━━━ Data extract

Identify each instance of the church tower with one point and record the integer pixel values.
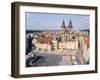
(63, 27)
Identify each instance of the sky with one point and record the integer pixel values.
(51, 21)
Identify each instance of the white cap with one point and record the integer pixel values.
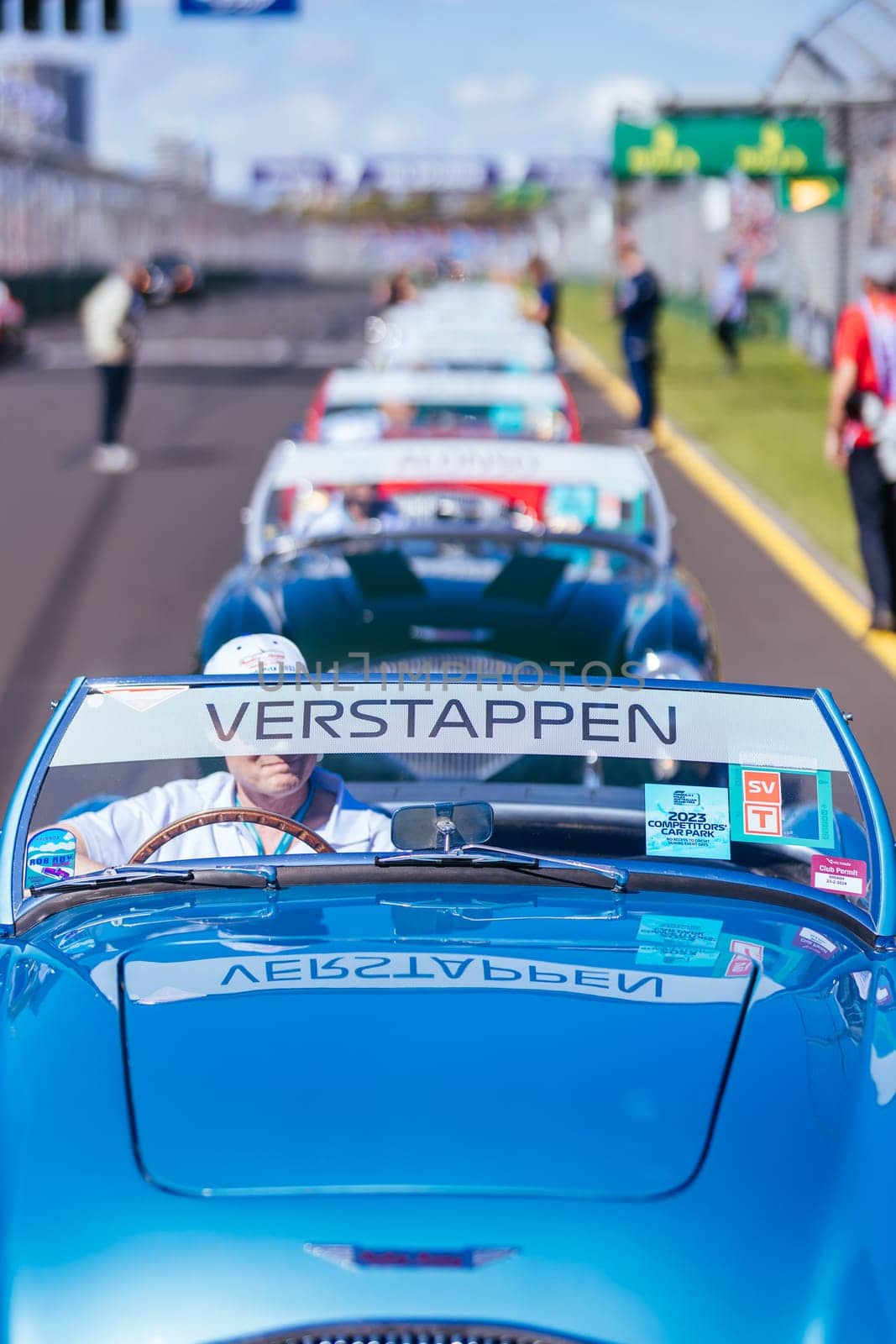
(275, 655)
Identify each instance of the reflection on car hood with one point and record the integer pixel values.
(387, 593)
(275, 1068)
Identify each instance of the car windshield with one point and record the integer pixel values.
(660, 773)
(506, 421)
(477, 495)
(359, 402)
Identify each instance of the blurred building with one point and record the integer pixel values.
(46, 105)
(184, 163)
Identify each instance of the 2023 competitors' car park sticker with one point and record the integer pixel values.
(687, 823)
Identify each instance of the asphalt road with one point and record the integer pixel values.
(107, 575)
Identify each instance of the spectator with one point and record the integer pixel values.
(110, 318)
(728, 308)
(866, 362)
(548, 293)
(637, 302)
(402, 288)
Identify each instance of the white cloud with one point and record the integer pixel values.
(387, 134)
(594, 108)
(479, 92)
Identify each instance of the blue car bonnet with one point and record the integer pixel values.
(268, 1072)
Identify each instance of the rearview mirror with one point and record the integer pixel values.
(443, 826)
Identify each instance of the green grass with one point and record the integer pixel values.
(768, 421)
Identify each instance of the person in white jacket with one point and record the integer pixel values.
(110, 320)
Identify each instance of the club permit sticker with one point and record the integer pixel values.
(842, 877)
(50, 857)
(687, 823)
(813, 941)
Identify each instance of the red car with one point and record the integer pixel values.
(13, 323)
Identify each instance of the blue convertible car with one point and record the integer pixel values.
(439, 550)
(631, 1079)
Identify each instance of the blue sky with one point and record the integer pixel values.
(382, 76)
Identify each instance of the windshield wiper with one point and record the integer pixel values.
(159, 875)
(607, 877)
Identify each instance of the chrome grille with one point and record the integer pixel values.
(375, 1332)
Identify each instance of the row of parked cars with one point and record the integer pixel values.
(450, 958)
(439, 499)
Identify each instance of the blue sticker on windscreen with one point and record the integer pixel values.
(687, 823)
(50, 857)
(681, 932)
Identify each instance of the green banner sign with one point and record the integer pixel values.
(759, 147)
(824, 192)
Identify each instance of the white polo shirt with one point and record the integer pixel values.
(112, 833)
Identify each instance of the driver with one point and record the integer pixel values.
(291, 786)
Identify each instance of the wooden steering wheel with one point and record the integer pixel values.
(208, 819)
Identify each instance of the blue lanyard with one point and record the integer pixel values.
(297, 816)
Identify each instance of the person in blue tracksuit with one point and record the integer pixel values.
(637, 302)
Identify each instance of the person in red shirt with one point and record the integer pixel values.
(866, 362)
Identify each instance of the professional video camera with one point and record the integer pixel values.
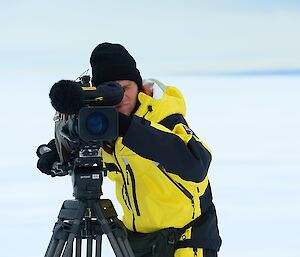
(85, 120)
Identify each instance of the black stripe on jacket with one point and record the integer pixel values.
(189, 161)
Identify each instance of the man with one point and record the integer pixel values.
(158, 163)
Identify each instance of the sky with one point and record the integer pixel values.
(237, 63)
(165, 37)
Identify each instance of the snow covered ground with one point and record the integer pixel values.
(251, 124)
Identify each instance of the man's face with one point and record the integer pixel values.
(129, 100)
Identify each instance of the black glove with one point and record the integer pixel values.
(47, 156)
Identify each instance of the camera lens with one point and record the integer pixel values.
(96, 123)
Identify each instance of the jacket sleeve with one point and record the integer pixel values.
(170, 143)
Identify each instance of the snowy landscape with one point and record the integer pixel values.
(237, 64)
(251, 125)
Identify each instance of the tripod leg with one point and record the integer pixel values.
(120, 249)
(51, 247)
(98, 246)
(89, 247)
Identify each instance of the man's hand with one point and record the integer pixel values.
(47, 157)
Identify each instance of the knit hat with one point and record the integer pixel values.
(111, 62)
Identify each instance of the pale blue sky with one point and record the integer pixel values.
(166, 37)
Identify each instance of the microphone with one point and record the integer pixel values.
(68, 96)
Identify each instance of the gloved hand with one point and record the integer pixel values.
(124, 123)
(47, 156)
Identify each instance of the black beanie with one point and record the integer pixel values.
(111, 62)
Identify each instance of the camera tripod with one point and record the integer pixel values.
(87, 217)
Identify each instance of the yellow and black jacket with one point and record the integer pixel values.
(160, 170)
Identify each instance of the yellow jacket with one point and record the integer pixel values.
(160, 166)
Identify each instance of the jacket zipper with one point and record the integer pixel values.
(129, 170)
(181, 188)
(124, 181)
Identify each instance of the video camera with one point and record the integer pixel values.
(85, 120)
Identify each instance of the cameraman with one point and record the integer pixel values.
(158, 163)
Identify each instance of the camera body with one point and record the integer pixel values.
(80, 133)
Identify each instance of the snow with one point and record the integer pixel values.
(250, 123)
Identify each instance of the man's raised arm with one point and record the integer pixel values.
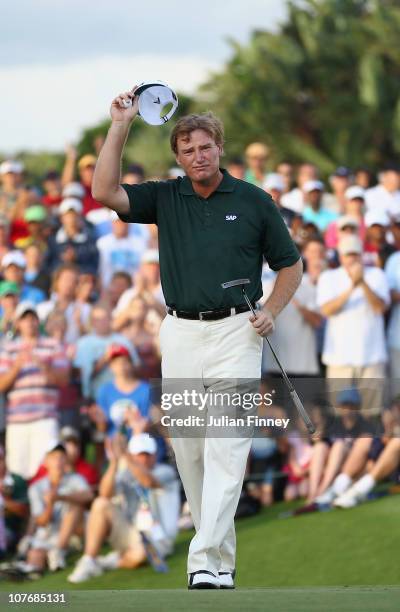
(106, 186)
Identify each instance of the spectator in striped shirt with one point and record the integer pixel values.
(32, 370)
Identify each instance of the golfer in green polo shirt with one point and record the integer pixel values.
(212, 228)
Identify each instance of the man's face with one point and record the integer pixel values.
(391, 180)
(86, 174)
(11, 180)
(340, 184)
(121, 366)
(120, 229)
(14, 274)
(28, 325)
(307, 172)
(101, 322)
(314, 251)
(67, 283)
(347, 261)
(198, 155)
(56, 463)
(354, 207)
(70, 220)
(314, 198)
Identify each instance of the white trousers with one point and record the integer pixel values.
(27, 444)
(211, 468)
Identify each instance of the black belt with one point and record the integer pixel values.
(209, 315)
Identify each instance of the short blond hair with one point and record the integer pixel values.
(206, 121)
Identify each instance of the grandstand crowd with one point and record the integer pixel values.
(85, 464)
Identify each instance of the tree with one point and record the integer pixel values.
(324, 88)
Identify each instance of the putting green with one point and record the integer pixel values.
(351, 599)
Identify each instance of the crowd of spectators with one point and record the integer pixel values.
(83, 458)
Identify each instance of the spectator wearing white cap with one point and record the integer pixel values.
(392, 271)
(75, 241)
(58, 501)
(13, 267)
(63, 300)
(294, 199)
(135, 495)
(353, 217)
(274, 185)
(52, 190)
(339, 182)
(376, 247)
(86, 166)
(299, 319)
(385, 197)
(11, 173)
(257, 154)
(354, 300)
(314, 211)
(146, 283)
(32, 370)
(119, 250)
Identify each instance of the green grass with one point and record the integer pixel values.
(352, 548)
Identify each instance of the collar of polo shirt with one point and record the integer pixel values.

━━━━━━

Exercise goal —
Only the lines from the one containing "Identify each instance of the golfer" through the last line of the records should appear, each written out exactly.

Answer area —
Identify each instance of the golfer in green polo shirt with one point and record the integer pixel values.
(212, 228)
Identify each instance of the man's face with one point and record the integer pixel values.
(391, 180)
(86, 174)
(11, 180)
(340, 184)
(121, 366)
(120, 229)
(14, 274)
(28, 325)
(307, 172)
(101, 322)
(314, 251)
(67, 283)
(347, 261)
(198, 155)
(56, 463)
(354, 207)
(70, 220)
(314, 198)
Identify each instance of the white trousers with one point and record the integer pixel values.
(27, 444)
(211, 468)
Identify each instance of the black belt with one point and record the integer pixel values.
(209, 315)
Identify each instance of the short blond hair with one point and record the integer pixel values.
(206, 121)
Identify each instance of the grandstand crowd with one point and record the integer pixel values.
(85, 464)
Identify each instance of the tree with one point and record the integer pixel values.
(324, 88)
Identify each instance of the putting green with one point and record the integer pixel values.
(351, 599)
Identify each instance of the crowd of spectators with one point and record the integer pixel values.
(83, 458)
Identify each instance of the spectator wearing white cap with one point and record the integer pixel values.
(392, 271)
(75, 241)
(58, 501)
(13, 267)
(63, 300)
(294, 199)
(135, 495)
(353, 217)
(274, 185)
(52, 190)
(339, 182)
(376, 247)
(86, 166)
(299, 319)
(385, 197)
(11, 173)
(257, 154)
(354, 300)
(314, 211)
(146, 283)
(32, 370)
(119, 250)
Identify each instance of the green grass with one point and record the integer pixel values.
(352, 548)
Identify each instance of the collar of polo shirt with one point and record the integer pixel values.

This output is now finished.